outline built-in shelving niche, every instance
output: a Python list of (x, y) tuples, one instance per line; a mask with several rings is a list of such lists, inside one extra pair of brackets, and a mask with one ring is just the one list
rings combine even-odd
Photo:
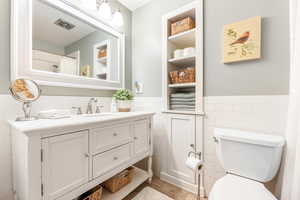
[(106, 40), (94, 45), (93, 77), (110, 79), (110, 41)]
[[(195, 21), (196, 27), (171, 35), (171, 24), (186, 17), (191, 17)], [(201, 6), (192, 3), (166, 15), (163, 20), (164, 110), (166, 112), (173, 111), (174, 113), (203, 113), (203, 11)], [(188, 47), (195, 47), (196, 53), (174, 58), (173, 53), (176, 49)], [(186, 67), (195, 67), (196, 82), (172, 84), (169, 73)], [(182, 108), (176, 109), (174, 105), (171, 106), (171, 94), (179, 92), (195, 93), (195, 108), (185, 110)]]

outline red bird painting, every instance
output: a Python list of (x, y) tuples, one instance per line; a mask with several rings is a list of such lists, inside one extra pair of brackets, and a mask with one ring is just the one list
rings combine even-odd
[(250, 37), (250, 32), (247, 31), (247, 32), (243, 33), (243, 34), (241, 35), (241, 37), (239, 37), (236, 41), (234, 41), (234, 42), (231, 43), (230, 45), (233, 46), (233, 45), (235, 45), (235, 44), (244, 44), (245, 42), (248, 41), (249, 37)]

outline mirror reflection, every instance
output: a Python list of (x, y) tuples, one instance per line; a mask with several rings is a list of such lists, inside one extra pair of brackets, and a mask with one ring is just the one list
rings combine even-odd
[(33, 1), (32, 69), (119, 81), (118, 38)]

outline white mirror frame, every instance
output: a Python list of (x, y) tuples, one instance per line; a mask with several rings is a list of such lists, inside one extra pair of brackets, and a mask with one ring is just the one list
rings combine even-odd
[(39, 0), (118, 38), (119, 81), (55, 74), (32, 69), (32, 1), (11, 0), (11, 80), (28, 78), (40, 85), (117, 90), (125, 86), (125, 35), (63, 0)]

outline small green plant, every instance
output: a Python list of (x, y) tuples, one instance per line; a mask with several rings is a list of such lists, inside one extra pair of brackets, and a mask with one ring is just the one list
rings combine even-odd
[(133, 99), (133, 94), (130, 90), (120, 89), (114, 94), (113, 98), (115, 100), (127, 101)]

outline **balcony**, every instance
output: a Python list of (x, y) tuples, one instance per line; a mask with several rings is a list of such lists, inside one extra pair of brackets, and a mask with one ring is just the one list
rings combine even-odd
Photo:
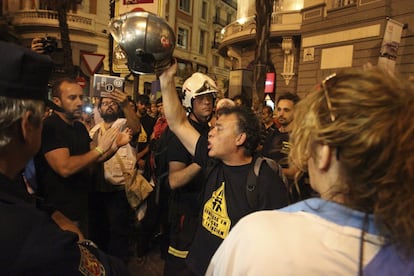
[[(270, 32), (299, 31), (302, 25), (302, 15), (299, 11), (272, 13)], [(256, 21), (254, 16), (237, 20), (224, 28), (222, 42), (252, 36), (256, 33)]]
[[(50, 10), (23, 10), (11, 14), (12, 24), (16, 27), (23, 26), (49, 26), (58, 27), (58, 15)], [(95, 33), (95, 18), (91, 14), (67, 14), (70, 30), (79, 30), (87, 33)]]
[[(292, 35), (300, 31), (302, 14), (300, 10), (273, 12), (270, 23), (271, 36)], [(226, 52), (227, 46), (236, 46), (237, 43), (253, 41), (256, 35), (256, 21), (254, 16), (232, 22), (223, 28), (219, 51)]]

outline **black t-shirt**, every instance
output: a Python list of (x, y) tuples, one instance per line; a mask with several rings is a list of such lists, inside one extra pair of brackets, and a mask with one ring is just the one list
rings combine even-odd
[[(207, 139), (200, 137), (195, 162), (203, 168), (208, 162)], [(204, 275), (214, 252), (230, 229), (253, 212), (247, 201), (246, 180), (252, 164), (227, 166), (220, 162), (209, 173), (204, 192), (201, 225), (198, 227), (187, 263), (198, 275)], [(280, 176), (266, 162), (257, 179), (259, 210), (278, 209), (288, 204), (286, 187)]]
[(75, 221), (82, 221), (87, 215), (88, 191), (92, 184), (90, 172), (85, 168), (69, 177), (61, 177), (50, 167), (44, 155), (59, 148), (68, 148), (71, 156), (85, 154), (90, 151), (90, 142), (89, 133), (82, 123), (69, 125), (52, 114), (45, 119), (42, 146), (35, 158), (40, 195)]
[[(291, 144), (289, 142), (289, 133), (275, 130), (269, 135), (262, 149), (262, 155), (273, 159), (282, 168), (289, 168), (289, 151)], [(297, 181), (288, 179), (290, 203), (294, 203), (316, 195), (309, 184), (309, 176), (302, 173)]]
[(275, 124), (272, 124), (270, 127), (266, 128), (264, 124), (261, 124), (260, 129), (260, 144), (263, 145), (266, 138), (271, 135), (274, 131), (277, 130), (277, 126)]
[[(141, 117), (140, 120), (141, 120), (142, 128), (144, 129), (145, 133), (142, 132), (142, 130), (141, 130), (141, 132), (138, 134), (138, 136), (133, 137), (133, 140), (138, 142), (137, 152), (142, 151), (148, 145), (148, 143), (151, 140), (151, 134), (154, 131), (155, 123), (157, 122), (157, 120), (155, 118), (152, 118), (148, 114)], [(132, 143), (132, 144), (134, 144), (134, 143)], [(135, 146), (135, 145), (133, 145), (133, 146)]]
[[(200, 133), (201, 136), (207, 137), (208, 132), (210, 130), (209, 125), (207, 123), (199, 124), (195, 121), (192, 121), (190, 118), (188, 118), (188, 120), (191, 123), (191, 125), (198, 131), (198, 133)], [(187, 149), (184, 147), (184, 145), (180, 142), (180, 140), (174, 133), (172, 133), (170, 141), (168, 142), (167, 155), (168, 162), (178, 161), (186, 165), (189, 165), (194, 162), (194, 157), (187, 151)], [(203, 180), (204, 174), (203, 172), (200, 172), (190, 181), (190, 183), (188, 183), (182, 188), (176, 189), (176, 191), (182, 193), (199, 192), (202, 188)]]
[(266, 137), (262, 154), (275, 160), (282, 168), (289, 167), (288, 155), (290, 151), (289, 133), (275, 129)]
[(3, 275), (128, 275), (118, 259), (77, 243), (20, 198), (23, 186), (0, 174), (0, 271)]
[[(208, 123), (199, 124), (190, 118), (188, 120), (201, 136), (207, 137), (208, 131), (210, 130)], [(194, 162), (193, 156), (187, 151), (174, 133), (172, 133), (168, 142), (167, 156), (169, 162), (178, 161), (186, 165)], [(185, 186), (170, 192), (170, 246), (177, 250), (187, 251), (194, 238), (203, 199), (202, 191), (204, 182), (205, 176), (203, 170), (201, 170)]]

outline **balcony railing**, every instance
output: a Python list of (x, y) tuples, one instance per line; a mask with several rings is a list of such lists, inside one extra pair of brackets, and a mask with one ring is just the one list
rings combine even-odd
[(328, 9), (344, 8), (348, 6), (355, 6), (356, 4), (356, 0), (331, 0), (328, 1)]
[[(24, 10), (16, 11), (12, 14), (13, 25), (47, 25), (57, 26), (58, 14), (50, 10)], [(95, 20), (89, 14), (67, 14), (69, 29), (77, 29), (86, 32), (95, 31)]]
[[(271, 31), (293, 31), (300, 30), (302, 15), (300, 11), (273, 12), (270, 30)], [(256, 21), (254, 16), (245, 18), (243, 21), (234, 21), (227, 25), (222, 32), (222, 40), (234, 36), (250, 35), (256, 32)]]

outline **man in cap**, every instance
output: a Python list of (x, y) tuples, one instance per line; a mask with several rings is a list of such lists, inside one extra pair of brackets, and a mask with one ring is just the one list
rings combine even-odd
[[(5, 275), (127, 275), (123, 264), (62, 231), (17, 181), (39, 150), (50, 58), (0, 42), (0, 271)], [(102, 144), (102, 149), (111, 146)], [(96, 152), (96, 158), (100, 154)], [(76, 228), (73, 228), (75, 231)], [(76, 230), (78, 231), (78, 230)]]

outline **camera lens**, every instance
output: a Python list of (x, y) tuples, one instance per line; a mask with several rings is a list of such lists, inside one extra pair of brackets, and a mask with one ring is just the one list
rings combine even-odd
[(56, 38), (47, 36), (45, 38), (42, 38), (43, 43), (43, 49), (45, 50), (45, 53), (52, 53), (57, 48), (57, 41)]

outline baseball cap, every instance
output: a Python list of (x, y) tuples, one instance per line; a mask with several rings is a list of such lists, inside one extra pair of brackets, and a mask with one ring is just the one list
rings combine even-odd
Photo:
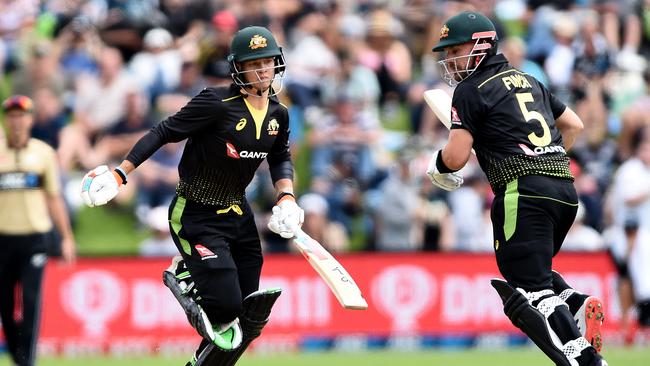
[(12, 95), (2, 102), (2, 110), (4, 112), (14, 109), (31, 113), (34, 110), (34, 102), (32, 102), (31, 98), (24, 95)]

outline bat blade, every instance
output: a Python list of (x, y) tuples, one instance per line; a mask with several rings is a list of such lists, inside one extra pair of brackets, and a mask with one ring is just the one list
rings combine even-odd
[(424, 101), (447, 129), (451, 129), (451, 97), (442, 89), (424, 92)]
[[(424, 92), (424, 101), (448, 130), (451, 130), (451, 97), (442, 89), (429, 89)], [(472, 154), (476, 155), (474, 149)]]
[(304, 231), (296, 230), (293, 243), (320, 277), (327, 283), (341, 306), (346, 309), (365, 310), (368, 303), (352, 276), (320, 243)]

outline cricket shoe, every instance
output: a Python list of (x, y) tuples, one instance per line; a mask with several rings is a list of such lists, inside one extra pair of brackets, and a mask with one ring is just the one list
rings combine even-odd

**BRIEF**: Word for word, retype the lines from the one that contains "outline **man in cap**, every instance" through the final line of the data, both ends included, excluding pictures.

**ANSWER FOR THE TASK**:
outline **man in cap**, every instance
output: a Python list of (x, y) tuples, one instance per line; a mask with several rings is a list of such lists, inside one extra pair of brackets, and a mask with one ring is just the one list
rings combine even-odd
[[(5, 275), (127, 275), (123, 264), (62, 231), (17, 181), (39, 150), (50, 58), (0, 42), (0, 271)], [(102, 144), (102, 149), (111, 146)], [(96, 152), (96, 158), (100, 154)], [(76, 228), (73, 228), (75, 231)], [(76, 230), (78, 231), (78, 230)]]

outline **camera lens**, every instance
output: a Python list of (x, y) tuples, one instance per line; a mask with several rings is a list of such lists, inside one extra pair of brackets, and a mask with one ring is just the one list
rings combine even-odd
[(56, 38), (47, 36), (45, 38), (42, 38), (43, 43), (43, 49), (45, 50), (45, 53), (52, 53), (57, 48), (57, 41)]

outline baseball cap, every instance
output: a Python list of (x, y) tuples, one instance per line; a mask with several rings is a list of such lists, inside one extra pair of brackets, and a mask with one ring is just the one list
rings combine even-odd
Photo:
[(12, 95), (2, 102), (2, 110), (4, 112), (14, 109), (31, 113), (34, 110), (34, 102), (32, 102), (31, 98), (24, 95)]

outline bat blade, every instance
output: a Python list of (x, y) tuples, one instance per line; a mask with several rings is a list of such lists, inside one extra pair of brackets, and a mask with one ring is just the one list
rings combine even-odd
[(424, 101), (447, 129), (451, 129), (451, 97), (442, 89), (424, 92)]
[[(424, 92), (424, 101), (448, 130), (451, 130), (451, 97), (442, 89), (429, 89)], [(472, 154), (476, 155), (474, 149)]]
[(304, 231), (296, 230), (293, 243), (320, 277), (327, 283), (341, 306), (346, 309), (365, 310), (368, 303), (352, 276), (320, 243)]

outline cricket shoe, every instance
output: a Python list of (x, y) tuples, one instance per line; a mask with several rings is a list of such lists, inside one extra pair of brackets, and a mask with one ring is just the one list
rings combine even-odd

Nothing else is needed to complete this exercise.